* **Source information**
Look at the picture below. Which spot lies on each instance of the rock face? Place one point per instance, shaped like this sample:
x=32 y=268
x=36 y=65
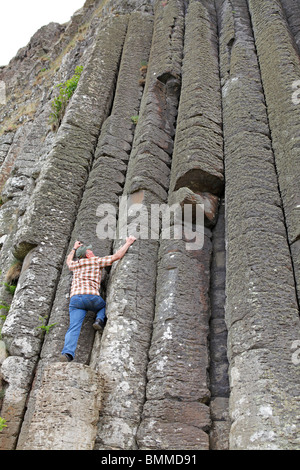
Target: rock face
x=181 y=104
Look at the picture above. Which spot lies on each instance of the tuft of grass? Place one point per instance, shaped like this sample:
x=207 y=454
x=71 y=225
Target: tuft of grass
x=60 y=103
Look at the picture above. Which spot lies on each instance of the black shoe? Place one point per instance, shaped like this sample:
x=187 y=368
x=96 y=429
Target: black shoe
x=66 y=358
x=98 y=325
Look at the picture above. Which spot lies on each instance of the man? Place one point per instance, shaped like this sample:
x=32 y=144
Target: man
x=84 y=296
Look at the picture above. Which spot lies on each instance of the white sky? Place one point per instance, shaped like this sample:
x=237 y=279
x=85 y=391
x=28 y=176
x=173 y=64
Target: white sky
x=20 y=19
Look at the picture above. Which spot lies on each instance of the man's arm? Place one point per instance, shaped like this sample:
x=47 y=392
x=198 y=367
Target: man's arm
x=121 y=251
x=72 y=253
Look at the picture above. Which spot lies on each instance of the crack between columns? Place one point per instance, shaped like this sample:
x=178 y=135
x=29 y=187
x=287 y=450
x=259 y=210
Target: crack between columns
x=274 y=159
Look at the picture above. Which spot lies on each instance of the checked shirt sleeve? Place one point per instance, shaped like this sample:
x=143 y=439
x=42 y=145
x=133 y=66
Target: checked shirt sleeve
x=105 y=261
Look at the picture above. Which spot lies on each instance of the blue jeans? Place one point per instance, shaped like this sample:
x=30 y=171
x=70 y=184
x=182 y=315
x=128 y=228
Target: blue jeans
x=78 y=307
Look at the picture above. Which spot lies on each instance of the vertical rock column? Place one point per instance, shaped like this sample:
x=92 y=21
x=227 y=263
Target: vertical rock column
x=104 y=186
x=176 y=414
x=280 y=69
x=123 y=356
x=67 y=409
x=261 y=308
x=218 y=371
x=49 y=217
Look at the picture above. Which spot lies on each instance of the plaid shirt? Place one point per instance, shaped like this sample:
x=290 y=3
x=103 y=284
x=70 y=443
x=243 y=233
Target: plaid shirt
x=87 y=273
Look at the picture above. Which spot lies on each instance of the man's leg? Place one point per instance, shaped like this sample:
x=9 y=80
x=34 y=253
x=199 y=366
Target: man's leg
x=77 y=316
x=97 y=305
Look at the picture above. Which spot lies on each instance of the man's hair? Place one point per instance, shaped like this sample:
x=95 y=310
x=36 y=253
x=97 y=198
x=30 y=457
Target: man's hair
x=81 y=251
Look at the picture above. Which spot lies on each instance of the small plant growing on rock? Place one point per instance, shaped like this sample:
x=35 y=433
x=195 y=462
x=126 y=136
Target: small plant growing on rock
x=143 y=71
x=2 y=424
x=134 y=119
x=5 y=307
x=59 y=104
x=44 y=327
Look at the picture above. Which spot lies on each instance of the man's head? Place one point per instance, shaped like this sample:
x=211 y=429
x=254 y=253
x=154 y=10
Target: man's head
x=84 y=252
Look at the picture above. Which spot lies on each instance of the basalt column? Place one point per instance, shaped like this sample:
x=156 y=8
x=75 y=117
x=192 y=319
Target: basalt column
x=123 y=356
x=280 y=69
x=104 y=186
x=176 y=413
x=49 y=218
x=261 y=308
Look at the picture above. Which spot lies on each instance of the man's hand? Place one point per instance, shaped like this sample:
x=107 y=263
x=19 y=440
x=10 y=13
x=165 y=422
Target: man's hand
x=121 y=251
x=77 y=244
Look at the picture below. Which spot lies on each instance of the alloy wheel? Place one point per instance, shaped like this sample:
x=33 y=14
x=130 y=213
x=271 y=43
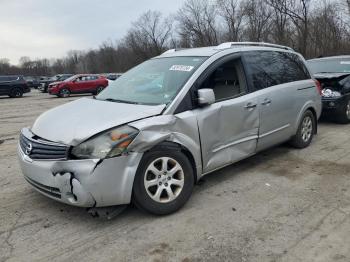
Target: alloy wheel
x=306 y=129
x=164 y=179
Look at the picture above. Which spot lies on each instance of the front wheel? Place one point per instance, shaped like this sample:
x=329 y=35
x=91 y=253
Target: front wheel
x=163 y=183
x=306 y=131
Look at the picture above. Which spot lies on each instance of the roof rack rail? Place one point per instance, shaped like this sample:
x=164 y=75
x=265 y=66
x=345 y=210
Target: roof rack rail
x=232 y=44
x=172 y=50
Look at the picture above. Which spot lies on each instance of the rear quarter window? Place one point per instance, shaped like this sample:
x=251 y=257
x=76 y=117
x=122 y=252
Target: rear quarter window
x=269 y=68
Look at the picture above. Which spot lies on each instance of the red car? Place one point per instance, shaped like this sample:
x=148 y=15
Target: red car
x=78 y=84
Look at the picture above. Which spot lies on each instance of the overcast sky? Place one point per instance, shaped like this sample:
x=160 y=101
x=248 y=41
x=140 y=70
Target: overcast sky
x=50 y=28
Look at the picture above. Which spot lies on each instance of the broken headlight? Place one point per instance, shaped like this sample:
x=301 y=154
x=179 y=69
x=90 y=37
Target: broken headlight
x=330 y=93
x=105 y=145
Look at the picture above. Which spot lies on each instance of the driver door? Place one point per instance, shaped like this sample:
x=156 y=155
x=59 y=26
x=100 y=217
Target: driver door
x=229 y=127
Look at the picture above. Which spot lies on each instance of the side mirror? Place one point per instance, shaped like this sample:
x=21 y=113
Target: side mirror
x=206 y=96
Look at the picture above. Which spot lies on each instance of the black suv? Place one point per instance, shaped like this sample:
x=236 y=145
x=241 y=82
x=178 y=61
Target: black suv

* **About this exercise**
What is the count of lines in the data above containing the string "below"? Write the number and nothing else.

* **Output for this exercise**
2